Bernard Haitink at Royal College of Music – Richard Strauss’s An Alpine Symphony

Siegfried Idyll
Eine Alpensinfonie, Op.64

RCM Symphony Orchestra
Bernard Haitink
Mikk Murdvee [Wagner]

Reviewed by: Nick Breckenfield

Reviewed: 25 February, 2011
Venue: Amaryllis Fleming Concert Hall, Royal College of Music, London

Bernard Haitink. Photograph: Matthias CreutzigerIn a fortnight that has brought five-star performances to London by Maurizio Pollini, and Yannick Nézet-Séguin (in his truly fantastic Symphonie fantastique), let alone the sumptuous Rolls-Royce of orchestras (or should that be Mercedes-Benz?) for those lucky enough to be at Berliner Philharmoniker’s residency, perhaps the most mind-blowing concert of them all was this one at the Royal College of Music.

Bernard Haitink – once such a regular feature of London’s musical life, who was even missing from the BBC Proms last year (a rare absence in over forty years), but who has two concerts with the LSO in June – belatedly returned to his occasional position of conductor of the RCM Symphony Orchestra: some eighteen months ago he missed his scheduled Mahler 9 and was replaced by Esa-Pekka Salonen.

Study questions:
• 1. According to the concert review, who replaced Bernard Haitink when he missed his scheduled Mahler 9 with the RCM Symphony Orchestra?
• 2. Copy the concert review word for word from "Bernard Haitink. Photograph: Matthias" to "College of Music.".

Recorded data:
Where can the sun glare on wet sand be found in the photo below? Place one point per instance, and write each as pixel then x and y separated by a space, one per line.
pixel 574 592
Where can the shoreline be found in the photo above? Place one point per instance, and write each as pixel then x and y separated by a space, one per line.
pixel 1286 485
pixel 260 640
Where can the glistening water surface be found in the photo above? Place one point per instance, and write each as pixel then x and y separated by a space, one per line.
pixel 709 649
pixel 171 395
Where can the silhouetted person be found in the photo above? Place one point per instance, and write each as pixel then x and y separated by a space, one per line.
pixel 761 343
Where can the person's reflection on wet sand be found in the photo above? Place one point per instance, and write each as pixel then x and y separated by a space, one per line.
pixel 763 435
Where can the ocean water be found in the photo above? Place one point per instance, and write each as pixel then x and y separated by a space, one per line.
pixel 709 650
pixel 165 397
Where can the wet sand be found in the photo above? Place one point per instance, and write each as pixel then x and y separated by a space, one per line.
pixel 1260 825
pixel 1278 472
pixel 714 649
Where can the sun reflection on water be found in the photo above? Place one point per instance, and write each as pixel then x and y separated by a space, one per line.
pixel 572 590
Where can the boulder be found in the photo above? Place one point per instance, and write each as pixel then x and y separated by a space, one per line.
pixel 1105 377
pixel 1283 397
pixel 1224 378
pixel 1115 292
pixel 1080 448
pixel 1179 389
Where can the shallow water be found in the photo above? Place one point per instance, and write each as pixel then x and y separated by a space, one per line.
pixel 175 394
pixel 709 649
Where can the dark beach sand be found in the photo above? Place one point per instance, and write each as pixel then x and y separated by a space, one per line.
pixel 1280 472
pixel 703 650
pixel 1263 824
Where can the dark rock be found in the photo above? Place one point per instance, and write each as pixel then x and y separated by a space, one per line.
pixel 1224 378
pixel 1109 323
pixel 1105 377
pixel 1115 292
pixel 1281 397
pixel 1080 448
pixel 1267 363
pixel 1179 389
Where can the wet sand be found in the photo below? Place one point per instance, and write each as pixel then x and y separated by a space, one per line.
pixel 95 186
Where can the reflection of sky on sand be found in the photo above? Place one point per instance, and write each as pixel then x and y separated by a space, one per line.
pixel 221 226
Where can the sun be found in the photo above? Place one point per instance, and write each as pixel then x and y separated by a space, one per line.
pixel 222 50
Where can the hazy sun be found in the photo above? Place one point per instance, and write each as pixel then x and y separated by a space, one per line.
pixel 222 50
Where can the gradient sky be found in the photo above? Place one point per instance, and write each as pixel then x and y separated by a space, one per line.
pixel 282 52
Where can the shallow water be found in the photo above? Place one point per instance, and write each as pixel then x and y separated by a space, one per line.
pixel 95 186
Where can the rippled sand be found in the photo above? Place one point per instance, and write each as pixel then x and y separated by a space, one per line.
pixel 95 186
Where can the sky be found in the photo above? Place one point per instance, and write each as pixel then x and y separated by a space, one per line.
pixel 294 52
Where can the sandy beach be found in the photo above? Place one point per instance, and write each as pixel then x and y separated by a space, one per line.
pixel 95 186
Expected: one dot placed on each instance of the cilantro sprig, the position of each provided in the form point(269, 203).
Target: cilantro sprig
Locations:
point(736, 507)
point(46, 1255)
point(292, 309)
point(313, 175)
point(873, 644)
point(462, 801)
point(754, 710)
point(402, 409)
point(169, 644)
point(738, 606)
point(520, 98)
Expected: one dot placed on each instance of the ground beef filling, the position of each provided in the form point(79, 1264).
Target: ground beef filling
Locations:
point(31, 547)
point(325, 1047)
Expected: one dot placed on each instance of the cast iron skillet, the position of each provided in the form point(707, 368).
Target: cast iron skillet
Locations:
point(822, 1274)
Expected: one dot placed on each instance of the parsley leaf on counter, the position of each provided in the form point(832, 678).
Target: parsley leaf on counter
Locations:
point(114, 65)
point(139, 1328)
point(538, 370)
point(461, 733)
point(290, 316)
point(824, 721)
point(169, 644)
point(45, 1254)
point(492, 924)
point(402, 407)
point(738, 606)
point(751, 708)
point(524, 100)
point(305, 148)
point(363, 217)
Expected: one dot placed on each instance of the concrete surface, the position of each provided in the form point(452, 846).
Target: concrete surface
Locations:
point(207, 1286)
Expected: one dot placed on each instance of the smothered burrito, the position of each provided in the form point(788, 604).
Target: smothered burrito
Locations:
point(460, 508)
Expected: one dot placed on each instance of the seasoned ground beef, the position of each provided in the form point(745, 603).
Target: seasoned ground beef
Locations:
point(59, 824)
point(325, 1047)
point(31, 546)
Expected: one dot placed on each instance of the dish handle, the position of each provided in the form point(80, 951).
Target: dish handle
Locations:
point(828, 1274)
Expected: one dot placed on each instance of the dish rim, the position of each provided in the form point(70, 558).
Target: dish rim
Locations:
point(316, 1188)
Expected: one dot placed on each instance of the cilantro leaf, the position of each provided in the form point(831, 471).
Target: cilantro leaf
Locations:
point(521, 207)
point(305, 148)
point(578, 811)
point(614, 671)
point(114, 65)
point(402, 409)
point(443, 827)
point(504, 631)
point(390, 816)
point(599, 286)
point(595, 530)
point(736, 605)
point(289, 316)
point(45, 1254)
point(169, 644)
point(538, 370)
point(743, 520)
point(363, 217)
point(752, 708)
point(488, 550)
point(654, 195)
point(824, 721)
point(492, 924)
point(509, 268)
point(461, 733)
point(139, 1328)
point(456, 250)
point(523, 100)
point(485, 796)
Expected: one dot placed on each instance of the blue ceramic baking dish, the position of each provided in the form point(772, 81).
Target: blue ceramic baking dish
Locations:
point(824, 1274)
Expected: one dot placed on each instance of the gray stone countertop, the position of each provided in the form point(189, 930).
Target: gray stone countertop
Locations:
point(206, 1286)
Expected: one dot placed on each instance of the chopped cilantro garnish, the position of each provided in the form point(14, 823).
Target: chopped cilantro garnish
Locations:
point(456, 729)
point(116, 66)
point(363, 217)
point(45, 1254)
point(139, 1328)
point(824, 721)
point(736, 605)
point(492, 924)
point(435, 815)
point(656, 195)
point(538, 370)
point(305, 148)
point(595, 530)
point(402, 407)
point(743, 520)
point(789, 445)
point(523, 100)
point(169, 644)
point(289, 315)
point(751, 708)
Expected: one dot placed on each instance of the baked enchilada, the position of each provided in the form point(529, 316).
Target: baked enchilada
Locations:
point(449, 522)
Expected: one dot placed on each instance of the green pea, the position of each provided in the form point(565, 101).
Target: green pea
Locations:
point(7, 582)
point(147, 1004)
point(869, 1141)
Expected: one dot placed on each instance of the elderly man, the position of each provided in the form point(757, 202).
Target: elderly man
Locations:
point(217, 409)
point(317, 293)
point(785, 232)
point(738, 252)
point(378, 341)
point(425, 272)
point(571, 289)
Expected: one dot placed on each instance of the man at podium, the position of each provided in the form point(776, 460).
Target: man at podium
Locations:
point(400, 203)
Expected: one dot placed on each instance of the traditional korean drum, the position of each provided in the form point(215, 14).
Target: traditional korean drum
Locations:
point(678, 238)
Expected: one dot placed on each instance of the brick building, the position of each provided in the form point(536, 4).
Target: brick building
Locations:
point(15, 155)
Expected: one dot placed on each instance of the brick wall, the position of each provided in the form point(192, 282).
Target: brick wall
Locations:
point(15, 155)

Answer list:
• 1. Esa-Pekka Salonen

• 2.
Bernard Haitink. Photograph: Matthias CreutzigerIn a fortnight that has brought five-star performances to London by Maurizio Pollini, and Yannick Nézet-Séguin (in his truly fantastic Symphonie fantastique), let alone the sumptuous Rolls-Royce of orchestras (or should that be Mercedes-Benz?) for those lucky enough to be at Berliner Philharmoniker’s residency, perhaps the most mind-blowing concert of them all was this one at the Royal College of Music.